Document section -
-------

Skudlarczyk finished his junior season with a state championship win and a record of 41-1. His one loss was to the defending state champion of Oklahoma.

Perry Skudlarczyk got to watch his son in the most recent state championship match – not only as a father, or a coach, but as a fan.

“I know there’s not a whole lot of time left for me to just watch him wrestle,” he said.

Pat O’Hara, the Westlake head wrestling coach of 14 years, has watched and coached Skudlarczyk since his freshman year at Westlake.

“He is unbelievably focused and driven,” O’Hara said. “One of the most I’ve ever coached in that regard. I mean he is just all wrestling all the time. I sometimes think almost too much, like I’d like to see him pull back a little, but that’s just how his motor goes.”

But Skudlarczyk doesn’t want to cut back; he wants to wrestle in college and maybe longer.

Getting recruited for college wrestling is difficult for a Texas athlete. Compared to areas of the U.S. such as the Midwest, for example, Texas wrestlers must travel not only to be seen, but also to find competition.

“Texas still isn’t quite on the level as states such as Ohio, Pennsylvania, New Jersey and even Oklahoma,” O’Hara said, “but there is quite a bit of growth each year.”

Ray Shoaf, owner and photographer for WrestlingTexas, a website dedicated to promoting wrestlers from within the state of Texas on the national collegiate level, has followed Skudlarczyk throughout his wrestling career and believes he has what it takes to not only wrestle in college, but specifically for a Division 1 team.

-------

Stored data entries
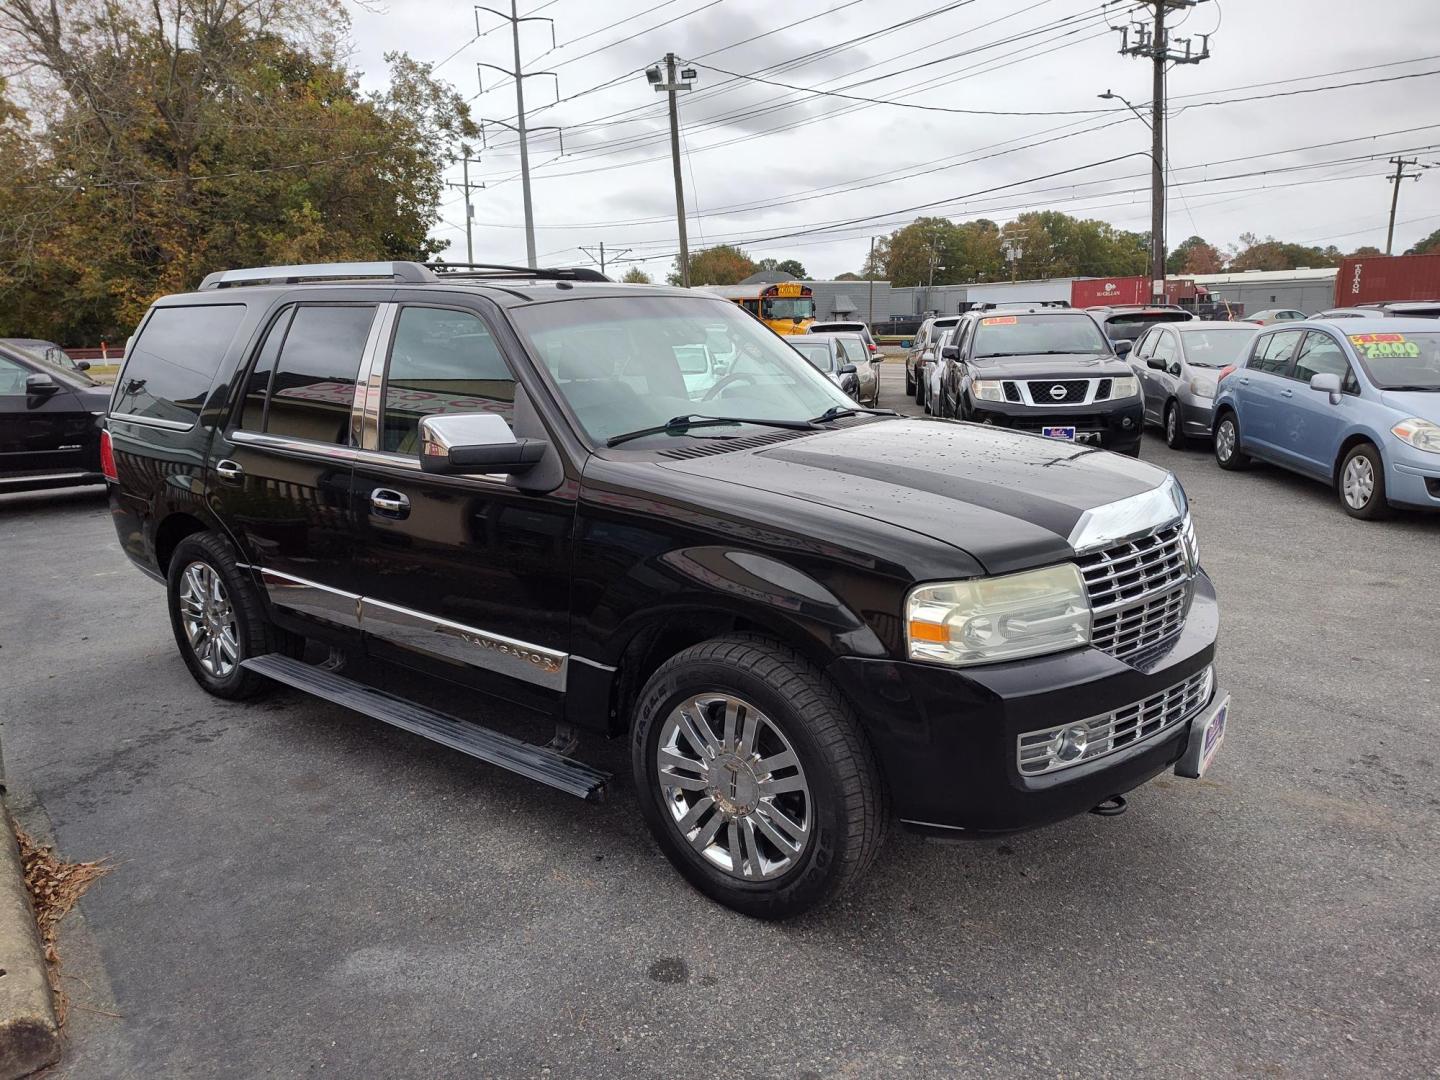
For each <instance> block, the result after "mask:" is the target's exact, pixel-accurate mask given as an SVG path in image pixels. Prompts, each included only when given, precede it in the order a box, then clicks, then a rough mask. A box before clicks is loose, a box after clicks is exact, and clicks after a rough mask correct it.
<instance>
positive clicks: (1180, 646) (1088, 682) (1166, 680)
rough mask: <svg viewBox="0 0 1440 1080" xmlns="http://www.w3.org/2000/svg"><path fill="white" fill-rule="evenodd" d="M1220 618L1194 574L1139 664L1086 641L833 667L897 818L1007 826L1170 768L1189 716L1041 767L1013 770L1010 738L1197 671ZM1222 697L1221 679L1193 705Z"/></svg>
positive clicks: (1097, 711)
mask: <svg viewBox="0 0 1440 1080" xmlns="http://www.w3.org/2000/svg"><path fill="white" fill-rule="evenodd" d="M1218 626H1220V612H1218V606H1217V603H1215V592H1214V586H1212V585H1211V583H1210V579H1208V577H1207V576H1205V575H1204V573H1201V575H1198V576H1197V579H1195V593H1194V599H1192V602H1191V609H1189V613H1188V616H1187V619H1185V624H1184V626H1182V629H1181V632H1179V634H1178V635H1176V636H1175V638H1174V639H1172V641H1171V644H1169V645H1168V647H1166V648H1165V649H1164V651H1162V652H1159V654H1158V655H1153V657H1149V658H1146V661H1145V665H1143V667H1133V665H1130V664H1128V662H1125V661H1120V660H1116V658H1115V657H1112V655H1109V654H1106V652H1100V651H1099V649H1093V648H1086V649H1074V651H1070V652H1060V654H1056V655H1051V657H1038V658H1035V660H1025V661H1017V662H1011V664H994V665H986V667H975V668H963V670H958V668H943V667H937V665H932V664H916V662H901V661H880V660H861V658H854V657H847V658H842V660H838V661H835V662H834V664H832V665H831V668H829V674H831V677H832V678H835V681H837V683H840V685H841V688H842V690H844V691H845V694H847V696H848V697H850V700H851V701H852V703H854V704H855V707H857V710H858V713H860V716H861V720H863V723H864V724H865V729H867V734H868V736H870V740H871V744H873V746H874V749H876V752H877V755H878V757H880V765H881V769H883V770H884V773H886V779H887V782H888V785H890V792H891V798H893V799H894V808H896V814H897V816H899V818H900V819H901V821H903V822H906V824H907V825H910V827H912V828H917V829H922V831H930V832H942V834H945V835H959V834H968V832H978V834H984V832H1008V831H1017V829H1027V828H1035V827H1040V825H1047V824H1050V822H1054V821H1060V819H1063V818H1068V816H1073V815H1076V814H1083V812H1084V811H1089V809H1090V808H1093V806H1096V805H1099V804H1100V802H1103V801H1104V799H1107V798H1109V796H1112V795H1122V793H1125V792H1128V791H1130V789H1133V788H1138V786H1139V785H1142V783H1145V782H1146V780H1149V779H1152V778H1153V776H1156V775H1159V773H1161V772H1165V770H1166V769H1169V768H1172V766H1174V765H1175V763H1176V762H1178V760H1179V759H1181V756H1182V755H1184V753H1185V749H1187V744H1188V740H1189V726H1188V723H1181V724H1176V726H1174V727H1169V729H1165V730H1162V732H1159V733H1156V734H1155V736H1152V737H1148V739H1140V740H1138V742H1135V743H1133V744H1130V746H1126V747H1123V749H1119V750H1115V752H1112V753H1109V755H1106V756H1103V757H1096V759H1094V760H1087V762H1083V763H1080V765H1073V766H1070V768H1066V769H1058V770H1056V772H1051V773H1043V775H1022V773H1021V770H1020V765H1018V762H1017V746H1018V742H1020V737H1021V736H1022V734H1027V733H1030V732H1035V730H1037V729H1044V727H1050V726H1053V724H1064V723H1077V721H1081V720H1086V719H1090V717H1096V716H1100V714H1103V713H1110V711H1115V710H1123V708H1126V707H1128V706H1132V704H1135V703H1139V701H1143V700H1146V698H1151V697H1152V696H1155V694H1159V693H1164V691H1165V690H1168V688H1169V687H1174V685H1175V684H1178V683H1182V681H1184V680H1187V678H1189V677H1191V675H1195V674H1198V672H1202V671H1204V670H1205V668H1207V667H1208V665H1211V664H1212V662H1214V655H1215V636H1217V632H1218ZM1223 693H1224V691H1223V690H1221V688H1220V685H1218V680H1217V681H1215V685H1214V688H1212V690H1211V694H1210V696H1208V697H1207V698H1205V701H1204V703H1201V706H1204V704H1208V703H1210V701H1212V700H1215V698H1217V697H1218V696H1221V694H1223Z"/></svg>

-------

Study questions -
1. Arrange the stored data entries as a Markdown table with the columns "No." and "Line," running from the start of those rows up to and including the line with "positive clicks: (1180, 646)". Skip blank lines and leave the pictures out.
2. Pick up the article about Skudlarczyk's wrestling career and continue it from its last sentence.
These rows have no connection to the article about the Westlake wrestler.

List of answers -
1.
| No. | Line |
|---|---|
| 1 | For each <instance> block, the result after "mask:" is the target's exact, pixel-accurate mask given as an SVG path in image pixels. Prompts, each included only when given, precede it in the order a box, then clicks, then a rough mask. A box before clicks is loose, a box after clicks is exact, and clicks after a rough mask correct it. |
| 2 | <instance> |
| 3 | positive clicks: (1180, 646) (1088, 682) (1166, 680) |

2.
“What separates Jack from a lot of the other wrestlers is that Jack works 24/7,” Shoaf said. “[I could see Jack wrestling] at a D-1 college…like a Virginia, Oklahoma, OSU. There is opportunity for our Texas wrestlers to get out to these colleges and I think Jack’s one of them.”

There are 298 wrestling teams in Class 5A and 6A, the biggest schools in Texas. Although the number continues to grow yearly, Skudlarczyk still travels to tournaments nationally in hopes of scoring a rare NCAA Division I wrestling scholarship.

According to the NCAA, there is an average of 32 wrestlers on each D-1 team with an average of 9.9 scholarships available each year.

It’s more common for college athletic departments to give a higher number of partial scholarships to wrestlers rather than full scholarships.

Wrestling for a D-1 college may seem difficult enough, but getting the opportunity to wrestle in college at all is a different story.

In 2015 there were 269,514 high school wrestlers in the United States. Of that number, only 6,982 made it onto one of the 130 NCAA wrestling teams.

These odds aren’t holding Skudlarczyk back.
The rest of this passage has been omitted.